- Location identification entries
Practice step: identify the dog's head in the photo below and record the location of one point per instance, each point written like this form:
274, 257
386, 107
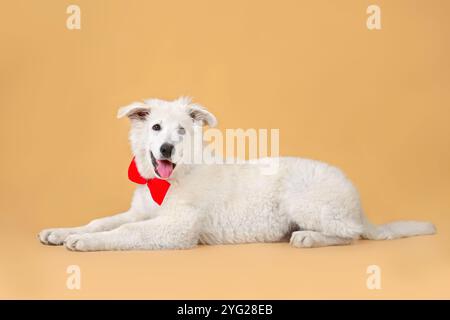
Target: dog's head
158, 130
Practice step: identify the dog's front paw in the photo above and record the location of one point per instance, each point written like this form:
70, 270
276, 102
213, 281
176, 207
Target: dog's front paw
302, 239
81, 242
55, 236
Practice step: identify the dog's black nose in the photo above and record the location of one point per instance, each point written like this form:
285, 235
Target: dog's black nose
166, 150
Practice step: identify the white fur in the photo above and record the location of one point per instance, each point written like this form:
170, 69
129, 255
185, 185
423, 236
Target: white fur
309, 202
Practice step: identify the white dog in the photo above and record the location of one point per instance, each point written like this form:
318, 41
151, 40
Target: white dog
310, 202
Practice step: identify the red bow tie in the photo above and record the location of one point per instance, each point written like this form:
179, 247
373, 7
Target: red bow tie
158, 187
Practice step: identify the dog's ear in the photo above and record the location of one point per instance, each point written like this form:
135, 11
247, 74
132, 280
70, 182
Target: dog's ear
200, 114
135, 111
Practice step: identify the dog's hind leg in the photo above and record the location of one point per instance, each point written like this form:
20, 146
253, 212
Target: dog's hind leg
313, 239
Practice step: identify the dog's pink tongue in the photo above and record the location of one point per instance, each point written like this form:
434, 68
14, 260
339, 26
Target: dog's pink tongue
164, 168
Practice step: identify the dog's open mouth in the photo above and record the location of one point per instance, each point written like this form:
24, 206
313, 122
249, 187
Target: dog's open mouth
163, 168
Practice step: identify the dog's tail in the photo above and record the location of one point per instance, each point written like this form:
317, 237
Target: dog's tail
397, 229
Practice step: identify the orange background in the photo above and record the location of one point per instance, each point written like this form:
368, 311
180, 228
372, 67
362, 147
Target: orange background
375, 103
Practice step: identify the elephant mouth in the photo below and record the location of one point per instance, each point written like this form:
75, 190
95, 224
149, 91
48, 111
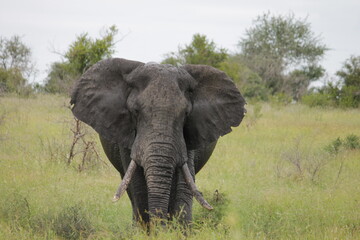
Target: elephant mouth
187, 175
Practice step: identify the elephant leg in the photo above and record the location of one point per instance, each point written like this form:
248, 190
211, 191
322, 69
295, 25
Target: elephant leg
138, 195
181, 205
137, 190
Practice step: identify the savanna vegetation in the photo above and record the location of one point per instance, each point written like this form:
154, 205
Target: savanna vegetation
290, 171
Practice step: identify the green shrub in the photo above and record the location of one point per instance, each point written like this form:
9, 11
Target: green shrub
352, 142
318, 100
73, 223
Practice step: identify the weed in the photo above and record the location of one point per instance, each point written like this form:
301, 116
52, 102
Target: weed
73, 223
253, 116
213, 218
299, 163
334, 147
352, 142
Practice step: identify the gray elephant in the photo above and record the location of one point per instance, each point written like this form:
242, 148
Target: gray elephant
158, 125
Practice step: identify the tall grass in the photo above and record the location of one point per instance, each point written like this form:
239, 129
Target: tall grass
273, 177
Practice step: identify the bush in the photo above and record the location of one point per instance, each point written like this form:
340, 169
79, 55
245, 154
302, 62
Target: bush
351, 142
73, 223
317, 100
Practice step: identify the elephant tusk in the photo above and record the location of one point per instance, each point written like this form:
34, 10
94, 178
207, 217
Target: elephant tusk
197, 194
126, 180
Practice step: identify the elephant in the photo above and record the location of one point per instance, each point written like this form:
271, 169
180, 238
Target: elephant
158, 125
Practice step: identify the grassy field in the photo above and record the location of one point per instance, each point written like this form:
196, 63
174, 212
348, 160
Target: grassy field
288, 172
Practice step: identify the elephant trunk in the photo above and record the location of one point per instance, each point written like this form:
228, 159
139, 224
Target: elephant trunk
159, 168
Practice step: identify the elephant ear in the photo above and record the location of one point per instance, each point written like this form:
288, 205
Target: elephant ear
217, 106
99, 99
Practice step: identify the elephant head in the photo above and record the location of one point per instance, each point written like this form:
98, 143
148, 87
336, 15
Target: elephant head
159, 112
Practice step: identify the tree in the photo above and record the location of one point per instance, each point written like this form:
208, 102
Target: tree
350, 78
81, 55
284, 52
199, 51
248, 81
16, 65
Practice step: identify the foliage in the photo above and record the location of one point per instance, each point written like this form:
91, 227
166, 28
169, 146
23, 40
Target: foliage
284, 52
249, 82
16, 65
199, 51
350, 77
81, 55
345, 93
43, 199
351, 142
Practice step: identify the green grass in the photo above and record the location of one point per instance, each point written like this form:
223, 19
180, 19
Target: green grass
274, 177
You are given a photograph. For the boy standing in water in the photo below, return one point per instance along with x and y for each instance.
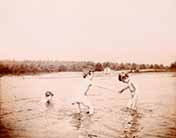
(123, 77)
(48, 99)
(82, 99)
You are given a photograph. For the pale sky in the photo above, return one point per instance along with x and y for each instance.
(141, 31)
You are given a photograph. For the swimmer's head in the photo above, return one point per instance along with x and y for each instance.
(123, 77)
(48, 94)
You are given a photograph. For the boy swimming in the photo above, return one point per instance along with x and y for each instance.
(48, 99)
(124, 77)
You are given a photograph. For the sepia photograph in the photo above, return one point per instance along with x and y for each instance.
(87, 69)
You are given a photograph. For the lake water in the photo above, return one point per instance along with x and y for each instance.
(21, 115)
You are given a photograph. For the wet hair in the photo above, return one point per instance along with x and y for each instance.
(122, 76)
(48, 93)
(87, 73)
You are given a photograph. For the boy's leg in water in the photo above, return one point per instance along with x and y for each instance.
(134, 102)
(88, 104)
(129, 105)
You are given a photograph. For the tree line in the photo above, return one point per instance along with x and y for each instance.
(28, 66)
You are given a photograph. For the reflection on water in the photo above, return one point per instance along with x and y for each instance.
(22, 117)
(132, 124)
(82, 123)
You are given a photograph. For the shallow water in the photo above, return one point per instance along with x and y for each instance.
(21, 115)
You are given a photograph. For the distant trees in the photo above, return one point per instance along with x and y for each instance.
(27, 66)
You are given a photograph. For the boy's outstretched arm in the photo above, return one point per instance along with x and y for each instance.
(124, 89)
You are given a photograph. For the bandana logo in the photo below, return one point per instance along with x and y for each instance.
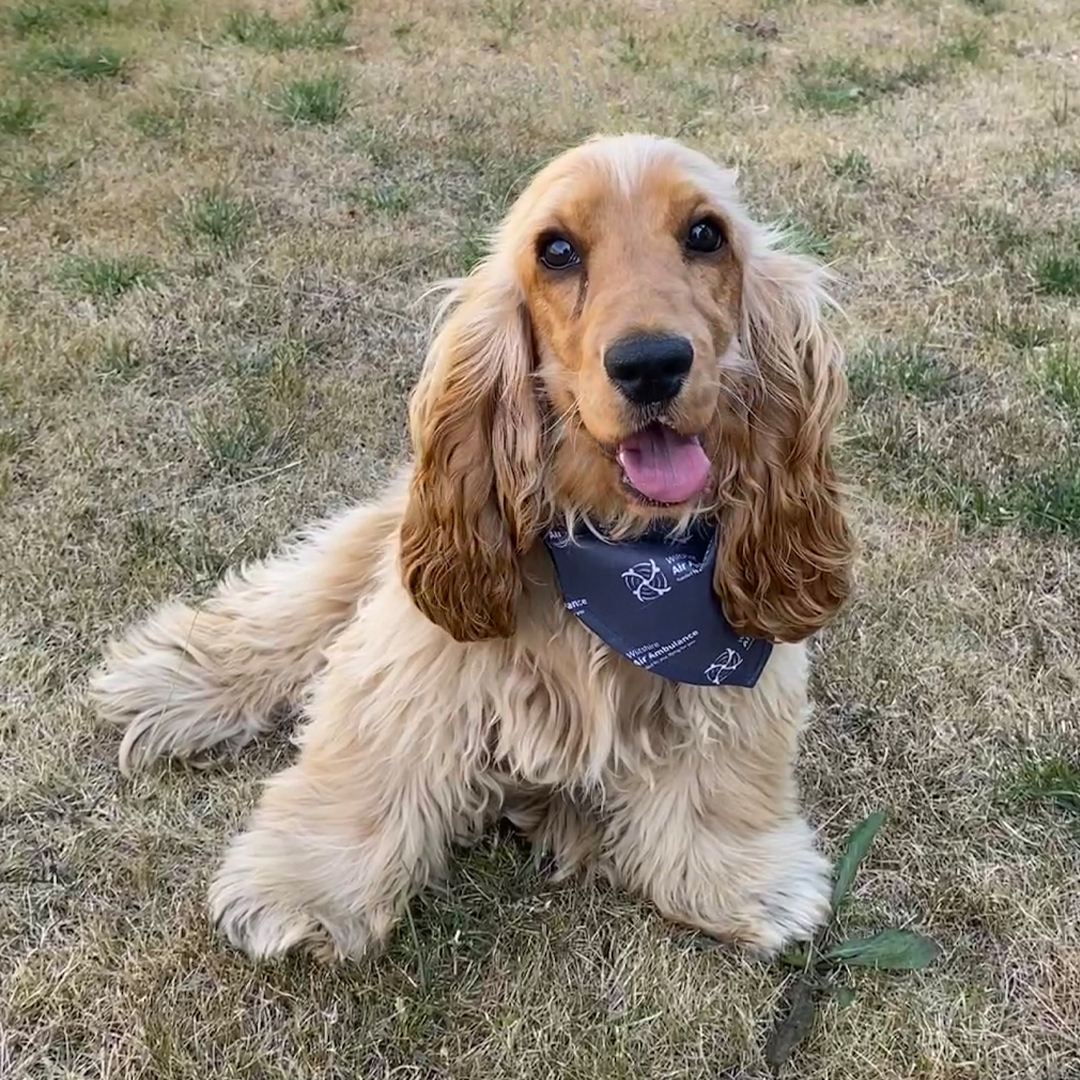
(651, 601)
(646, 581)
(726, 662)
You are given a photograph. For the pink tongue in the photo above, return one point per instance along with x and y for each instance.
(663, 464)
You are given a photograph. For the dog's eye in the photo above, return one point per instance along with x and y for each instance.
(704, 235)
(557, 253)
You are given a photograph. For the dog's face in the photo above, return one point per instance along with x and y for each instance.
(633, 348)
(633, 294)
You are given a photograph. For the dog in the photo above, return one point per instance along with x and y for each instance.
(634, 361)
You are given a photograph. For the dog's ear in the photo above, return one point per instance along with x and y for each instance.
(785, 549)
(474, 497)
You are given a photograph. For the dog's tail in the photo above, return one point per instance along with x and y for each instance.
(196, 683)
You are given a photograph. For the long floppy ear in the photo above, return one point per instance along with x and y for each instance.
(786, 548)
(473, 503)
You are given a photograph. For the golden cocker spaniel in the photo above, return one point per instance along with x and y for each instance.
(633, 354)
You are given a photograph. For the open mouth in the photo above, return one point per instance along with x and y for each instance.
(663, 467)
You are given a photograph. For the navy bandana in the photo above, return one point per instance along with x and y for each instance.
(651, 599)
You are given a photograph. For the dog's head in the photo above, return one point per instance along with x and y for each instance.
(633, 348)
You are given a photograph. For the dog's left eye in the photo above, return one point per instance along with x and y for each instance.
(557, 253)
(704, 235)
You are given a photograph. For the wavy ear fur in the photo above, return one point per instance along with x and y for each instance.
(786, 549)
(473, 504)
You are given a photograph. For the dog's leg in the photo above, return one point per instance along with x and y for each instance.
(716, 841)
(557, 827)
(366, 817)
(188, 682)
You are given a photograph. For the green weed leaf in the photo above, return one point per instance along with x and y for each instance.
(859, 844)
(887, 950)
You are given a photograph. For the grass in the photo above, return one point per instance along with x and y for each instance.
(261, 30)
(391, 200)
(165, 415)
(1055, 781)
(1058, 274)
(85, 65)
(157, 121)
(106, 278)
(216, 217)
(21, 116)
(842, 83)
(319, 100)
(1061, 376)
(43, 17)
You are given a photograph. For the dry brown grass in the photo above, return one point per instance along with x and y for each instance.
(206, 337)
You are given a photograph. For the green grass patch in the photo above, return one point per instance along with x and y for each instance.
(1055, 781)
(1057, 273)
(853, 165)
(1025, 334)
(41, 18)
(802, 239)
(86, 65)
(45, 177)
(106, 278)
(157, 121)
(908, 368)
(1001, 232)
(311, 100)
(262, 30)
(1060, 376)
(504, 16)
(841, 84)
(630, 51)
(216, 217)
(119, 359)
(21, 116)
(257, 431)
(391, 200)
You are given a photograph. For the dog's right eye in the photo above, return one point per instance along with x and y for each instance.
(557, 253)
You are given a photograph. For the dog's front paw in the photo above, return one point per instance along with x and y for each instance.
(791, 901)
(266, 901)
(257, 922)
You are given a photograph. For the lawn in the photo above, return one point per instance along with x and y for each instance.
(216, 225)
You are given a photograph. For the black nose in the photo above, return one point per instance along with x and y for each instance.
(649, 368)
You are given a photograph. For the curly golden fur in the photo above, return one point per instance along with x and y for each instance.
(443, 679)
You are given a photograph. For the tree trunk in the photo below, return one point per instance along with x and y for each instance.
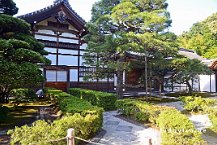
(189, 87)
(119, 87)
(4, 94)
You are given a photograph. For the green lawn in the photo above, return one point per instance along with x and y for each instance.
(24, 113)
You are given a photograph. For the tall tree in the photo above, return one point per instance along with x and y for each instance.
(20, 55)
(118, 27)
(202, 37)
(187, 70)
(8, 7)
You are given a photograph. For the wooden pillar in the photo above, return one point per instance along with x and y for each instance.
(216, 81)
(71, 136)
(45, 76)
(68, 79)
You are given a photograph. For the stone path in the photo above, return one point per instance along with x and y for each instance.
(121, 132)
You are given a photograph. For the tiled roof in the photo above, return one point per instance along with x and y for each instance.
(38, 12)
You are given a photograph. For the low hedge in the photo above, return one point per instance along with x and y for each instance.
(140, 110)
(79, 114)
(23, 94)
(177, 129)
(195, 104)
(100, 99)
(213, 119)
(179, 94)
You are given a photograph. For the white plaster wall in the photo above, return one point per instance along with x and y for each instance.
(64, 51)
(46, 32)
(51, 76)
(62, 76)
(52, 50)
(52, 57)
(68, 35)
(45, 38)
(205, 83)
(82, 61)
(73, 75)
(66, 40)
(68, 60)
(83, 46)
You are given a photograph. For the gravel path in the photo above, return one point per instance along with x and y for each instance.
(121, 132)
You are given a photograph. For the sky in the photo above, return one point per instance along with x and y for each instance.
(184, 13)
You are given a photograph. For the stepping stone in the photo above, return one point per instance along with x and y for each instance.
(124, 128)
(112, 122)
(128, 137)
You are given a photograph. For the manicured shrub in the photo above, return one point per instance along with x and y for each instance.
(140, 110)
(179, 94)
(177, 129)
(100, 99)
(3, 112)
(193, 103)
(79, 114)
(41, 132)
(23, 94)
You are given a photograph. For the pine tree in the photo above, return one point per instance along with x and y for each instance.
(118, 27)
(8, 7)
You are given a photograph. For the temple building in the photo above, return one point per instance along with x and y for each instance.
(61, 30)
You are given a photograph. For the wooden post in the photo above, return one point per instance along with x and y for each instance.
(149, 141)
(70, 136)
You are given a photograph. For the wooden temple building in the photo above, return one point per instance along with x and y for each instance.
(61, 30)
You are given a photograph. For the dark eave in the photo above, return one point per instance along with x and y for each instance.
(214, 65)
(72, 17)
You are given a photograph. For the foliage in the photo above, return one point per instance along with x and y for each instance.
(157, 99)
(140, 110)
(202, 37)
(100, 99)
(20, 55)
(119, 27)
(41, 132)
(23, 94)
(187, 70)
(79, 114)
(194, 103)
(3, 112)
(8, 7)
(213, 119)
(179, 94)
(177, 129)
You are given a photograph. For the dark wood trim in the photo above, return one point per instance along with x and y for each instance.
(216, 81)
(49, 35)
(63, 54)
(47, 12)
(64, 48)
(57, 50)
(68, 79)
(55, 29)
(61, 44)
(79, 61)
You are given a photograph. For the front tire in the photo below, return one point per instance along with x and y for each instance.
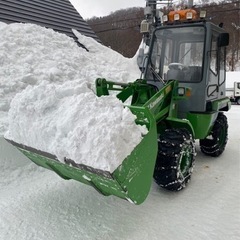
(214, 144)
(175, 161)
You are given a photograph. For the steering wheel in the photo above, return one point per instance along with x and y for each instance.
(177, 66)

- Exercise requirements
Reproduce exactly, and only, the lines from the one containing "You are given a photograph. For the manicured" through the last line of the records above, both included, leaving out any pictures.

- Result
You are given a photograph. For the manicured shrub in the photo above, return one point per instance along with x and y for each instance.
(140, 110)
(179, 94)
(177, 129)
(100, 99)
(3, 112)
(193, 103)
(79, 114)
(41, 132)
(23, 94)
You are given a photograph. For the pine tree in the photo above, return one point per instance along with x and y for each instance.
(118, 27)
(8, 7)
You are given a photograph. For the temple building in the photo above, return one point per instance along with x and y for each instance.
(61, 30)
You are given a photograph. For the wooden post in the photo above, return one point per instance along with x and y for each instance.
(149, 141)
(70, 136)
You are given a photograph. For the wooden temple building in the photo above, return one point per instance along with x and y for each instance.
(61, 30)
You are given a photograph. For the dark eave in the photo above, return one point per instance along with x and y for each instance.
(214, 65)
(72, 17)
You are given a photograph. For the foliage in the photo above, return one point per instance along with x and y for each instance.
(157, 99)
(140, 110)
(202, 37)
(100, 99)
(20, 55)
(119, 27)
(41, 132)
(23, 94)
(187, 70)
(79, 114)
(194, 103)
(3, 112)
(8, 7)
(213, 119)
(179, 94)
(177, 129)
You are given a photograph. For the dark wood trim in the photo above, return one point per instance along with x and y for each instance.
(216, 81)
(49, 35)
(63, 54)
(47, 12)
(64, 48)
(57, 50)
(68, 79)
(55, 29)
(61, 44)
(79, 61)
You are given a photograph. For the front tire in the photo below, return one point per instance along with x and y for each instance.
(214, 144)
(175, 161)
You are given a photograph. For the steering wheel in the photo above, return one point per instance along with x and y for each instance.
(177, 66)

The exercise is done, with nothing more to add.